_Exercise instructions_. Only an exact repetition of the lines from the one that holds "Expected behaviour: the pointer places one marker on the man" to the end of the records is wanted.

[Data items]
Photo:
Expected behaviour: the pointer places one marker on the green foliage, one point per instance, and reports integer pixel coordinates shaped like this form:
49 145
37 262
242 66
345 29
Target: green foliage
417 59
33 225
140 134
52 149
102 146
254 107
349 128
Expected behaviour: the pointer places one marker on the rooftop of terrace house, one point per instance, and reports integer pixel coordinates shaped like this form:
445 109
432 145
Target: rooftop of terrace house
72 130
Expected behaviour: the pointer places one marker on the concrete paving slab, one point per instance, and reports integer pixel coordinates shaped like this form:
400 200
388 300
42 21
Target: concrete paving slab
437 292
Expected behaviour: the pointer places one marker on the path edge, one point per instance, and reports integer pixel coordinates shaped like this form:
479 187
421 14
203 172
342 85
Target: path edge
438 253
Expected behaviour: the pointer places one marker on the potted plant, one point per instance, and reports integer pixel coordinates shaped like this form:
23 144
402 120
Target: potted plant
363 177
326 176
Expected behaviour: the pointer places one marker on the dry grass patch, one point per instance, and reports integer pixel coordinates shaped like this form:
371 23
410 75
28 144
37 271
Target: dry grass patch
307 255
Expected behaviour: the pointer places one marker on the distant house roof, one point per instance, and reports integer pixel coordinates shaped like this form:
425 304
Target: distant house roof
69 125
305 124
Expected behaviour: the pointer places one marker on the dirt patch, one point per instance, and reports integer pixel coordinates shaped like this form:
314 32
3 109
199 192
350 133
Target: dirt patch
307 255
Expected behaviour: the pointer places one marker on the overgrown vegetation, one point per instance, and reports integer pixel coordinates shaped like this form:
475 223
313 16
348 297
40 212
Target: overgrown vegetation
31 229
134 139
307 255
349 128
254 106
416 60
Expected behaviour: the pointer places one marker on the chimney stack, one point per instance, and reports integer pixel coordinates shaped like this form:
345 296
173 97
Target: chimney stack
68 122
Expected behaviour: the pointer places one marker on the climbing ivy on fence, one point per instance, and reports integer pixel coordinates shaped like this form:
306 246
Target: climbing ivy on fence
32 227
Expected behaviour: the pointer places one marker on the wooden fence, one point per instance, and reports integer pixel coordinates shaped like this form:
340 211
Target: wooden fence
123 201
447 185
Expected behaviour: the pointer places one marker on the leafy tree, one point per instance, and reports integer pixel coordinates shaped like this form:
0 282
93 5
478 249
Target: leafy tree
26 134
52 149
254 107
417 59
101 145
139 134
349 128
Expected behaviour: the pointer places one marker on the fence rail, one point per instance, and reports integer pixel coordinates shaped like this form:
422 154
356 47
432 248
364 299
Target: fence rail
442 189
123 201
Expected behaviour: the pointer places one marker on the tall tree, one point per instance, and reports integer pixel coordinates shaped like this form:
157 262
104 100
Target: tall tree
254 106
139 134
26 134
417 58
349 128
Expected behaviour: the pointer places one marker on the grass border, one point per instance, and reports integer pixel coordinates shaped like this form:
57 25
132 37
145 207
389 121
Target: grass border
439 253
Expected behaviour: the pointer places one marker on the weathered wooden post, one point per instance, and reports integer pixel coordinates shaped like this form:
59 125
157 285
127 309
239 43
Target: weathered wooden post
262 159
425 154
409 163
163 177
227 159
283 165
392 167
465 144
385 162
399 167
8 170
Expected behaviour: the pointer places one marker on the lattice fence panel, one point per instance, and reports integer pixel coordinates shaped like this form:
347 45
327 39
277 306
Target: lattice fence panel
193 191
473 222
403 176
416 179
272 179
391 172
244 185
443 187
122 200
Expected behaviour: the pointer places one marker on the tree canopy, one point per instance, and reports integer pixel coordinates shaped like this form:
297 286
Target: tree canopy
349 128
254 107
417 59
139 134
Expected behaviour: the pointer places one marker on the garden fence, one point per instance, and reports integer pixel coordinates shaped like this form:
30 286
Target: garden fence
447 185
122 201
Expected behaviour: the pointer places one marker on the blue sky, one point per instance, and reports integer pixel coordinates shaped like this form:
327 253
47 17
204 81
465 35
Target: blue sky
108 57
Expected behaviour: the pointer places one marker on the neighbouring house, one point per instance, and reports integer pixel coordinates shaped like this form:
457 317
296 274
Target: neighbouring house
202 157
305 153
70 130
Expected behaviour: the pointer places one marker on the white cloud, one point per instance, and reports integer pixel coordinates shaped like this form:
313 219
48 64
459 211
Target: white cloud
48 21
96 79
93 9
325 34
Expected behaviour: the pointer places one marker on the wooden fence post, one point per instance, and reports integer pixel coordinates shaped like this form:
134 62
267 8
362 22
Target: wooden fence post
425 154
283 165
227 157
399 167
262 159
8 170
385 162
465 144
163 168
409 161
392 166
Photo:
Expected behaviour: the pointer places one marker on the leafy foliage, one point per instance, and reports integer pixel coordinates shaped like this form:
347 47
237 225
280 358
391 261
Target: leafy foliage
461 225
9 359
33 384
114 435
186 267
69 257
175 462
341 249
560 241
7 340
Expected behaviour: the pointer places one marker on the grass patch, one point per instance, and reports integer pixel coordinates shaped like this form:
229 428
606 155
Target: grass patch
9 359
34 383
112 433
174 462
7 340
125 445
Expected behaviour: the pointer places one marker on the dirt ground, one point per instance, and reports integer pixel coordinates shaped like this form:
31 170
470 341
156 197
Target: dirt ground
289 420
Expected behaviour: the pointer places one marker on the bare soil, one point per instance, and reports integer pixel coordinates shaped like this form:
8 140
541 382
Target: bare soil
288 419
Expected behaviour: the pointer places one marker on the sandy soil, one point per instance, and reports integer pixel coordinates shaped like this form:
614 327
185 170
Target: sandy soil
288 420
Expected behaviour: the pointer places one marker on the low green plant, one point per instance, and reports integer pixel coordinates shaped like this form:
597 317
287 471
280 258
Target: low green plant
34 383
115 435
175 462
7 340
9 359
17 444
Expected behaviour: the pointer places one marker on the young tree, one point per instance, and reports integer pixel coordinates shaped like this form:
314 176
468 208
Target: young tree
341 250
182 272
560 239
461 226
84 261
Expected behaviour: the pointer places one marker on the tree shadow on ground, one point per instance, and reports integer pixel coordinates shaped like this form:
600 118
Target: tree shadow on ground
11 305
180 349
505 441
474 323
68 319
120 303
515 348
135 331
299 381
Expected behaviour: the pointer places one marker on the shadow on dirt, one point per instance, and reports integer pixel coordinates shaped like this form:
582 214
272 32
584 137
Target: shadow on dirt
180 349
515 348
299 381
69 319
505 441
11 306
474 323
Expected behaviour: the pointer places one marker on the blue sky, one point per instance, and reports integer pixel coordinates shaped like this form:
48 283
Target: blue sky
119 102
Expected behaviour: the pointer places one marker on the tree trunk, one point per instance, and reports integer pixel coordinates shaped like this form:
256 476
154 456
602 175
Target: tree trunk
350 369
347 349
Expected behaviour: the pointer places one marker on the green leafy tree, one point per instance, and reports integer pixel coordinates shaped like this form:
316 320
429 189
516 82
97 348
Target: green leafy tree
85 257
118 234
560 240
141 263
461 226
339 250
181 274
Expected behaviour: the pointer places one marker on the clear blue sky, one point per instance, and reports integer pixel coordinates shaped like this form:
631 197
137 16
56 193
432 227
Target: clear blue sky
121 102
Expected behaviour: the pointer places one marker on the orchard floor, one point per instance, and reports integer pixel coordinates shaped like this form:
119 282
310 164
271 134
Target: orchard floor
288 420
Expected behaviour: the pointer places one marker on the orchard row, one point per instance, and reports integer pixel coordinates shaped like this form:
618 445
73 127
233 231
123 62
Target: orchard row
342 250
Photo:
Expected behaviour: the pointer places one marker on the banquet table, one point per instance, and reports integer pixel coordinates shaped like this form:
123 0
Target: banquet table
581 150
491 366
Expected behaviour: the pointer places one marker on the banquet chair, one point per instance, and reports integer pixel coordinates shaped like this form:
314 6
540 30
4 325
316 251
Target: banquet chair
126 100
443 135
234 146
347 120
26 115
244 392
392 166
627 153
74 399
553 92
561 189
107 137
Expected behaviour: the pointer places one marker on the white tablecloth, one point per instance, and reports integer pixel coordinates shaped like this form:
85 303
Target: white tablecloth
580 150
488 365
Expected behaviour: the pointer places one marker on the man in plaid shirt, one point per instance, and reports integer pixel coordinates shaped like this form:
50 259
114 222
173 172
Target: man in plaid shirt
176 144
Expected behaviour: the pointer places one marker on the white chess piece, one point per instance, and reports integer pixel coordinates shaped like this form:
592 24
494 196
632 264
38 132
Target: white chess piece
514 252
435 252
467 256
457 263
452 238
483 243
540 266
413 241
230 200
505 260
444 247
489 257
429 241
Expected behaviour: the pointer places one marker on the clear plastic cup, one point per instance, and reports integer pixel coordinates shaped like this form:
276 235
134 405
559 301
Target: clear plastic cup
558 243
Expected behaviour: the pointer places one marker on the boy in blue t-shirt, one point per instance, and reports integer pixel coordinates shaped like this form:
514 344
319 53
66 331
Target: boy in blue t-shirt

_Answer space_.
Expected behaviour: the pointer places one marker on the man in plaid shirt, one point per instance, and reports integer pixel coordinates shaped like this form:
50 259
114 222
173 172
Target: man in plaid shirt
176 144
Expected behaviour: the pointer places one marker on the white chess piece, one point per instance, and reports integer pixel coordinates shaped like this form:
592 24
494 196
632 264
38 132
Target: white chess piece
514 252
435 252
467 256
457 263
452 238
483 243
540 266
413 241
230 200
505 260
444 247
489 257
429 241
Expected behaviour: the pointer places one marker on the clear plastic cup, one point per instance, and reports integer pixel coordinates shaped like this form:
276 235
134 405
559 301
Target: clear plastic cup
558 243
Expected behaviour: the pointer places one marker on the boy in blue t-shirt, one point per instance, and reports integer pixel coordinates shaped like this form:
514 344
319 53
66 331
Target: boy in blue t-shirt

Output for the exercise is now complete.